## WHAT NEEDS TO BE DONE
Pick up the journal entry titled "A letter from home," shown below, right after its last sentence and keep writing it.

A letter from home
More rain today. It's got to be frustrating for the farmers here in northeast Alabama—no rain all through the growing season, and just as they start to bring in what little cotton grew here this summer, the deluge (courtesy of tropical depression Helene) comes.
Overall it's been a positive day—very quiet, very restful. I had a good shopping trip—I had a coupon for a nice percentage off at Lane Bryant and so I used it today. There were some good end-of-season bargains, and I'm sure that my co-workers will greatly appreciate my having a couple of new shirts to wear!I think what's got me disgruntled is this email that I just got from my mother, back in Arkansas. Here's the first part:
Amy:
Haven't heard from you in awhile, seems as if we communicate less and less these days. I am assuming that no news is good news that is all I have to go on now days. I'm not to sure if you want to communicate or not either. Seems as if I kind of cramp your style here lately and you really don't want much to do with the old folks anymore. We are ok. Working hard and today it finally rained here and it was such a nice change in the weather. Sis and Carl will probably get married one day this week maybe…
*sigh* I honestly just don't know what to do about this. I know it's been a couple of weeks since I emailed her. I can't quite characterize my relationship with my family as "strained." I can't really characterize it as much of anything these days; mostly because I feel such a sense of distance from them. It's not a bad thing or a good thing, it's a total absence.
It's like hearing from another world. My sister is getting married to a man I've never met (and whose last name I don't even know). After that takes place I'll have two stepnephews whom I don't know at all, but who my parents will treat like grandchildren. I am a name and a picture to my nephew Dakota, just as my friends and co-workers are only names to my parents.
I blame myself for a lot of this, because I know deep down that I've been responsible for my parents drifting out of my life. At first I did it out of anger, at how I was treated when I was in high school and college. Now—a couple of years after moving away—the person I am now is gradually losing her frame of reference with her parents.

(Image-grounded pointing data)
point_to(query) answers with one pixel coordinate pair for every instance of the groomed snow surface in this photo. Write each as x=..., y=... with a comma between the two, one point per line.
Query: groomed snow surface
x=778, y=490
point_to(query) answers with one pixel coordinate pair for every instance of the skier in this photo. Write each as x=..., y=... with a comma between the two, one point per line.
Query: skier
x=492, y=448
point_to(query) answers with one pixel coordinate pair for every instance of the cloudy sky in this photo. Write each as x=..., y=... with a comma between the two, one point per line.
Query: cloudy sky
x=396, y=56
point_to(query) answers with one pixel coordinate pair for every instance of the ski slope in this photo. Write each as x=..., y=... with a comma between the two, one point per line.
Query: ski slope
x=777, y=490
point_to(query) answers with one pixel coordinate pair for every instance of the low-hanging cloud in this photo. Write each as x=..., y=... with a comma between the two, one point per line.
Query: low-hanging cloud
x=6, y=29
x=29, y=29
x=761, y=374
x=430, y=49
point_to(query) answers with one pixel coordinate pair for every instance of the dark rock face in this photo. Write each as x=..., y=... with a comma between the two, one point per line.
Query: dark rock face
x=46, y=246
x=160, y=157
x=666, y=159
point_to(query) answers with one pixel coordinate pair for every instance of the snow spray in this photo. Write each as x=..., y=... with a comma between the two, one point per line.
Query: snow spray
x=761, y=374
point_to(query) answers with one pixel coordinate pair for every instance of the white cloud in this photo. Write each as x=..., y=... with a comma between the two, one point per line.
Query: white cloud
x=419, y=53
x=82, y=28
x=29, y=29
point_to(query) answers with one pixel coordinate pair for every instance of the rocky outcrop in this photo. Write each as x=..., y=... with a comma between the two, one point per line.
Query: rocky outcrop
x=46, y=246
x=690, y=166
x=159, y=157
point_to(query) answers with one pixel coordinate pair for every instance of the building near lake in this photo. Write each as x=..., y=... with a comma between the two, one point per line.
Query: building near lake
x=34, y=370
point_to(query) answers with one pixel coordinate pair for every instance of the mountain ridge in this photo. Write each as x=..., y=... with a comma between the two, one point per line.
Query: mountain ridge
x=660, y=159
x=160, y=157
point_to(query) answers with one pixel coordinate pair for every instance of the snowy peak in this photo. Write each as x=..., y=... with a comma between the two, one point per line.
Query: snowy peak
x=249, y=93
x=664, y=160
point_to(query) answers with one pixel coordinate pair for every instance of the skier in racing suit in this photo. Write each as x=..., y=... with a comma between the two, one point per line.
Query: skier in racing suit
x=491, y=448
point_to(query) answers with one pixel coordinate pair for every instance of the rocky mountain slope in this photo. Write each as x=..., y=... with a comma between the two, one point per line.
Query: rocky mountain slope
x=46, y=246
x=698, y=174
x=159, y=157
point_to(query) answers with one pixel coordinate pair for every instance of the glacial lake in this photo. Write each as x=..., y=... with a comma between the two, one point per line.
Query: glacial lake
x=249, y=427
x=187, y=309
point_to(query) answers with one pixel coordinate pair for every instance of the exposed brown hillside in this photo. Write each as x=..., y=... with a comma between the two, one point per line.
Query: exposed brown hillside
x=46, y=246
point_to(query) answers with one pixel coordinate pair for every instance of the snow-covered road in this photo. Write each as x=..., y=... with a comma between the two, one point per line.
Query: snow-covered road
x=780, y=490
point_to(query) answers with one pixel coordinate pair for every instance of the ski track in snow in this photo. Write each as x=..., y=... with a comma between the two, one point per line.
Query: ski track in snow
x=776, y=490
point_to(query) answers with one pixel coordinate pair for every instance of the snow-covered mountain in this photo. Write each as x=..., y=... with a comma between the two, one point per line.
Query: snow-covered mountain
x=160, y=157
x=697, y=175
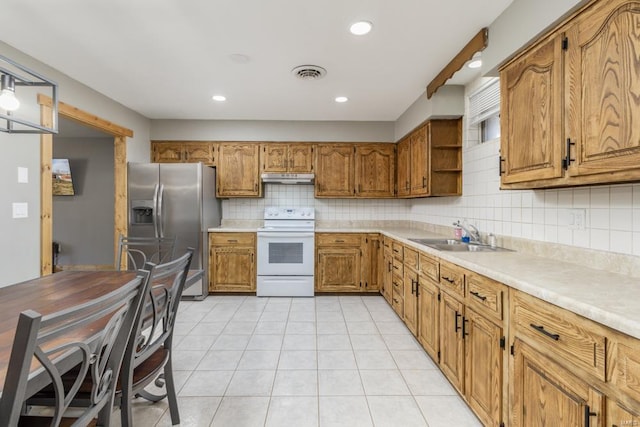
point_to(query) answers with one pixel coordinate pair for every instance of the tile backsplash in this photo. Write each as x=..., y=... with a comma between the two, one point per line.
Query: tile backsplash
x=612, y=212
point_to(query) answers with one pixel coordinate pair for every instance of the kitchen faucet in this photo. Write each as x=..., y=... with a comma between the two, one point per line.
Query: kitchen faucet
x=471, y=230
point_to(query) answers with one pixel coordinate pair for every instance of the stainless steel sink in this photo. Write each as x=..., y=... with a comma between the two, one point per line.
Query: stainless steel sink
x=451, y=245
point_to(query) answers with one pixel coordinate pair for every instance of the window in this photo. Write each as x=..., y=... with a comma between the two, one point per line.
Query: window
x=484, y=111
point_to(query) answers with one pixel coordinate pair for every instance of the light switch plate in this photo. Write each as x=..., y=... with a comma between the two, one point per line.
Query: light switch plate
x=20, y=210
x=23, y=175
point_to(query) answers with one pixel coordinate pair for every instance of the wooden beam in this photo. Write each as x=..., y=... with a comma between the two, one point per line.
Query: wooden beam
x=73, y=113
x=478, y=43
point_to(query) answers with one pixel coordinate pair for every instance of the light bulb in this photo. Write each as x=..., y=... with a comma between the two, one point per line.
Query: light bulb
x=8, y=100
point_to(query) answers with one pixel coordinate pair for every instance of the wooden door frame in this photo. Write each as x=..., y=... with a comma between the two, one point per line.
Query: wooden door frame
x=120, y=135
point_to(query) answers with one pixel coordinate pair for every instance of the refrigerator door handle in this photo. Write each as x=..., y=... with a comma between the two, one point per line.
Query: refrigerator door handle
x=156, y=189
x=160, y=217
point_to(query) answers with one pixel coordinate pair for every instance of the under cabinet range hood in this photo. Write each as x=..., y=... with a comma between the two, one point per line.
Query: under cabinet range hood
x=288, y=178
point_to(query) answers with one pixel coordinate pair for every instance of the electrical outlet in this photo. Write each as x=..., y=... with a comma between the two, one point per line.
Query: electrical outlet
x=573, y=219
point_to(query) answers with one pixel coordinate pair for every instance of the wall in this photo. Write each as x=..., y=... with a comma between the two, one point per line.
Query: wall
x=612, y=211
x=260, y=130
x=20, y=260
x=83, y=223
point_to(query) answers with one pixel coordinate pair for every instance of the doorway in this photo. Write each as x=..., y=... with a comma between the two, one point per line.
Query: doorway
x=119, y=135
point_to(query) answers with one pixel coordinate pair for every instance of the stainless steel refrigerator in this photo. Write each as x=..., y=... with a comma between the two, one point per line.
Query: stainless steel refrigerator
x=167, y=200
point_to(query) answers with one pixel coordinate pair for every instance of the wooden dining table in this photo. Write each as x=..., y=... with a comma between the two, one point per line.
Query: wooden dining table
x=49, y=294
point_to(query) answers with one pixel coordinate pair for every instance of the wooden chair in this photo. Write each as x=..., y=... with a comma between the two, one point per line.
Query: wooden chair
x=86, y=343
x=148, y=354
x=137, y=251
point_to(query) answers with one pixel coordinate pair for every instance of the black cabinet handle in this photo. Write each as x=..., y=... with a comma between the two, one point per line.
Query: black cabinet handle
x=543, y=331
x=477, y=295
x=587, y=416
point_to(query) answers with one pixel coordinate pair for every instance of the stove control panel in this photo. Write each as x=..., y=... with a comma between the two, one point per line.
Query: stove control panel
x=289, y=213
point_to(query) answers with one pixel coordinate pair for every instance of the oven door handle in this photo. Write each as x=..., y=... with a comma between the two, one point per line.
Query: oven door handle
x=285, y=234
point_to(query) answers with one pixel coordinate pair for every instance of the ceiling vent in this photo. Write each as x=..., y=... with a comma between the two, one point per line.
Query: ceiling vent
x=309, y=72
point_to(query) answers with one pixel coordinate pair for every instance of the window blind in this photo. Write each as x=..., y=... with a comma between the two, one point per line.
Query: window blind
x=485, y=102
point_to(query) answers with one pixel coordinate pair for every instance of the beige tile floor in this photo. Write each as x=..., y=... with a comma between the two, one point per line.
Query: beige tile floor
x=325, y=361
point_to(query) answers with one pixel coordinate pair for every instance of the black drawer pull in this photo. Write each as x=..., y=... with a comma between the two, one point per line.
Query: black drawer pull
x=477, y=295
x=541, y=329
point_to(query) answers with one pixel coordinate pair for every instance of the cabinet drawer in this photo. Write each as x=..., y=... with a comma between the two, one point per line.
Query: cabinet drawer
x=429, y=266
x=398, y=268
x=411, y=258
x=452, y=278
x=485, y=294
x=331, y=239
x=567, y=337
x=232, y=238
x=397, y=302
x=396, y=248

## THE ANSWER
There is so much history in all of this; so many events that, had they turned out a little differently, might've made so much of a difference.
Things really started spiraling out of control back when I was a child. By the time I entered junior high, the pressure from my father to not just excel, but to win at everything, was so intense that I lost my ability to cope with the pressure in any reasonably healthy way. I try not to think about all the screaming and yelling—even now, I try desperately to avoid confrontation because I just don't know how to handle it. By eighth grade I had a full-fledged eating disorder.
(So much of this seems like it happened to a different person….)
By my senior year of high school I was in pretty desperate shape. I know that my teachers at school were fully aware of what was going on at home; my mother was a teacher at that school, and I know how much teachers talk, especially when they sense that something's wrong with a student's home life. There was one morning that I absolutely bottomed out.
By that time my father was grounding me if I didn't bring home straight A's—and sure enough, there came a time that I didn't. (It was in chemistry, by the by.) My mother had decided to hide my report card from him, but he found it, and all hell broke loose that morning. He was screaming, Mom was silent, and I remember grabbing my books and fleeing out the back door. My mother drove me to school that morning. I alternated between crying and silence for most of the drive.
I went to class and just put my head down on my desk. A few minutes into the first class period, the counselor pulled me out of class and let me stay in her office for a couple of hours.
It was sometime that morning that really solidified my decision to leave.
So I went to a college that my father made it quite plain that he didn't approve of. I got worse at coping. I put myself into counseling—I was an absolute wreck at that point. I lasted one counseling session before walking out. I met Jeff the next year, transferred out of that college, and started distancing myself from my family. Jeff begged me to go back into counseling. I finally did, although he practically had to break my kneecaps to do it. After nearly eight years, I got my eating disorder under control.
And I moved away.
Since leaving, my relationships with my parents changed. I don't think my mother ever really believed I'd move away; nobody in our family ever did…for good, anyway. My perspective now tells me that my father's attitudes were caused by 1) a combination of long-term medications that changed his personality and 2) the frustrations of dealing with an academically gifted daughter.
My father's changed since then. He's become a lot more genial. I think a grandson's been good for him. My mother has also changed, but I'm not sure if her changes are for the better. She became partially deaf after a freak ear infection damaged her auditory nerve in her right ear, and since then she's not the independent woman I remember. She's…well….timid at times, and somewhat clingy because she rarely sees me.
On both counts it leaves me puzzled. I find it hard to talk to both of them, because they're not the people I remember. My father isn't the angry person I remember, and my mother, well, sometimes it seems like she's the daughter and I'm the mother.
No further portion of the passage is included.